Source records:
----

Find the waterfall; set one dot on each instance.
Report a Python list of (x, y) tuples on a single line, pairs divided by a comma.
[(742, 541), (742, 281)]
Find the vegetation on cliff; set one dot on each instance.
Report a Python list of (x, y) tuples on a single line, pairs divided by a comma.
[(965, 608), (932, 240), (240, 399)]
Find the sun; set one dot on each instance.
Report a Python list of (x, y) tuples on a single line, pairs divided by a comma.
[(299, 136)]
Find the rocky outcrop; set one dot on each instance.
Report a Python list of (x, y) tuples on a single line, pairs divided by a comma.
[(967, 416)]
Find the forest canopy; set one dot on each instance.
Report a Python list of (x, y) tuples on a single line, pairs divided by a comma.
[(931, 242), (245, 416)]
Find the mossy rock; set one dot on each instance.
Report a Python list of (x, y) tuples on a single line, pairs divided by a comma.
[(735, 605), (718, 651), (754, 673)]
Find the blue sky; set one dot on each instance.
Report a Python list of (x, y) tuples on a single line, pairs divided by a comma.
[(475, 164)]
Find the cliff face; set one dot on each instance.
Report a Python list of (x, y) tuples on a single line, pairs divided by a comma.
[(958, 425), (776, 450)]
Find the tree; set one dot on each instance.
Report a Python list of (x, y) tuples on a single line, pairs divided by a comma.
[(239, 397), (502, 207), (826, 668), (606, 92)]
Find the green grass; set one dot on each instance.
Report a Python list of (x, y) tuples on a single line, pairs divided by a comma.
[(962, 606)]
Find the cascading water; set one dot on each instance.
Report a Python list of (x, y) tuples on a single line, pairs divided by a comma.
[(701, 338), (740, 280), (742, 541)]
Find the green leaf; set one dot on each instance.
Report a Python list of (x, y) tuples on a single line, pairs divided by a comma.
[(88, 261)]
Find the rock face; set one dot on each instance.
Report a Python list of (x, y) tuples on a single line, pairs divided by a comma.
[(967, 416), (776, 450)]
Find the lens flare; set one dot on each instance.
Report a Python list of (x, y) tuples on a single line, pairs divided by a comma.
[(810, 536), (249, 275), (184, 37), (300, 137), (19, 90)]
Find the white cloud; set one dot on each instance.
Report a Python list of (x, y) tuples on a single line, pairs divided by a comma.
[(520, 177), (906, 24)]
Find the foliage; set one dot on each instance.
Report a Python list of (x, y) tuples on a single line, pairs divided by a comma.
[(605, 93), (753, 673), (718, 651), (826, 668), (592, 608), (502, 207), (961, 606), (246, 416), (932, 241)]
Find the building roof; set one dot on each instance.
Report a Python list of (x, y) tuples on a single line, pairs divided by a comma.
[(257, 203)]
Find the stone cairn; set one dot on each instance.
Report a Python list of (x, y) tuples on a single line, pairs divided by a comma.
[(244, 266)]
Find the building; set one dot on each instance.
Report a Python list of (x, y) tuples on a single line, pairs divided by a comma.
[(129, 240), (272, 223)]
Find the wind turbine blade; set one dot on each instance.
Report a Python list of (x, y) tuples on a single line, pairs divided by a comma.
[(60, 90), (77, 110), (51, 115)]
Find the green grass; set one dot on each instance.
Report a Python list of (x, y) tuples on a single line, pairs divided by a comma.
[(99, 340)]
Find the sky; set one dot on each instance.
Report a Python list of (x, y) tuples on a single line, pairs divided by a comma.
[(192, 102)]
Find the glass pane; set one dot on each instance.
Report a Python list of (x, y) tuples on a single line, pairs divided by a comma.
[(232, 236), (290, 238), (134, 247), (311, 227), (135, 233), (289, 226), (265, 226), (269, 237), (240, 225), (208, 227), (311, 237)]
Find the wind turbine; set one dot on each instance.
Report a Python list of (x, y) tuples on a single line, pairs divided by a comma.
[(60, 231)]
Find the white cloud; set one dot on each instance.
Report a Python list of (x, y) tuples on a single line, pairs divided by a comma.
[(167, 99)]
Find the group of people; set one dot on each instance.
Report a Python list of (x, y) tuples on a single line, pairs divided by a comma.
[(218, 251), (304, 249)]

----

Each line above must be retyped exactly.

Find the waterfall; set one dot on each instance.
Report a Python list of (x, y) tuples on a single line, pairs divided by a comma.
[(742, 541), (742, 281)]
Find the vegetation on cliff; set one dot on each instance.
Report a Python list of (x, y) tuples on a single line, pairs divided by a comma.
[(965, 608), (932, 240), (240, 399)]
Find the sun; set one dot on each instance.
Report a Python list of (x, y) tuples on a single line, pairs divided by a comma.
[(299, 136)]
Find the rocky outcrop; set one dot on each instance.
Report a Python list of (x, y) tuples on a single line, pairs divided by a comma.
[(967, 416)]
Find the forest canopy; set one dot on each instance.
Report a Python list of (x, y) tuples on a single line, pairs divided by a comma.
[(931, 242), (245, 416)]
Find the mossy rock; set one dot on each instance.
Report a Python list of (x, y) tuples on a single line, pairs divided by a comma.
[(735, 605), (718, 651), (754, 673)]
Find the blue sky; set one dot on each instance.
Report a Python list of (x, y) tuples on a single line, pairs divided by a comma.
[(475, 164)]
Find the cliff face; set one dot on each instance.
Report a Python list of (x, y) tuples on a single line, pairs divided by a comma.
[(958, 425), (776, 450)]
Find the tree; set one dot on each instance.
Report a Python list of (x, y) tuples on a single line, pairs divided by a comma.
[(239, 397), (502, 207), (826, 668), (606, 92)]
Find the green grass; set one dot on each instance.
Report a Python list of (x, y) tuples on a single line, pairs divided by a comma.
[(962, 606)]
Find the cascading water; set one dot on each instance.
Report a Python list of (x, y) tuples on a single line, pairs divided by a comma.
[(701, 338), (740, 280), (742, 541)]
Find the green leaf; set one dot on each instance.
Report a Python list of (x, y) tuples on a single line, pairs divided by a comma.
[(88, 261)]
Find the rock face; set one dot on each instance.
Report a Python list of (x, y) tuples on a single line, pairs divided by a comma.
[(967, 416), (776, 450)]
Find the lens flare; set one dot on each instance.
Report a Python list of (x, y) tuples on a single line, pairs divided by a comma.
[(810, 536), (249, 275), (184, 37), (300, 137), (19, 90)]
Find the white cloud; set one dot on each instance.
Report a Python list of (x, y) tuples on a single line, pairs divided by a comma.
[(520, 177), (906, 24)]
Find the foliage; set one dot on each instance.
Report a Python list of (x, y) tuples on a single line, pairs divided by a comma.
[(605, 93), (753, 673), (718, 651), (826, 668), (592, 608), (502, 207), (961, 606), (246, 416), (932, 241)]
Find the building roof; set one dot on each instance.
Report a Python list of (x, y) tuples on a single line, pairs divided by a comma.
[(257, 203)]
Find the stone cairn; set one dot on each instance.
Report a Python list of (x, y) tuples on a single line, pairs divided by a comma.
[(244, 266)]
Find the building; set one dot on each instance.
Report a Python list of (x, y) tuples on a single line, pairs divided by a comma.
[(129, 240), (272, 223)]
Find the wind turbine blade; set one dot on each instance.
Report a Python list of (x, y) tuples on a single line, pairs divided by a comma.
[(60, 90), (77, 110), (51, 115)]
Find the green grass; set one dot on each instance.
Report a Python list of (x, y) tuples on a single line, pairs divided by a comma.
[(99, 340)]
Find the sky; set one dot on each instance.
Report a Python list of (x, y) tuples on a single line, pairs divided by a comma.
[(192, 102)]
Find the glass pane; set one dot on each instance.
Report a Python list of (x, y) tuples on a single line, pairs divided by a comma.
[(232, 236), (290, 238), (134, 247), (311, 227), (135, 233), (289, 226), (265, 226), (269, 237), (240, 225), (208, 227), (311, 237)]
Find the wind turbine; set one dot on each instance.
Report a Python list of (x, y) tuples on a single line, pairs divided by a comma.
[(60, 231)]
Find the white cloud; set one dot on each instance.
Report a Python list of (x, y) tuples on a single line, pairs divided by a comma.
[(167, 99)]
Find the group of people; set one dot on each instance.
Report a Python list of (x, y) tuples on a single line, pairs divided by a comma.
[(218, 251), (304, 249)]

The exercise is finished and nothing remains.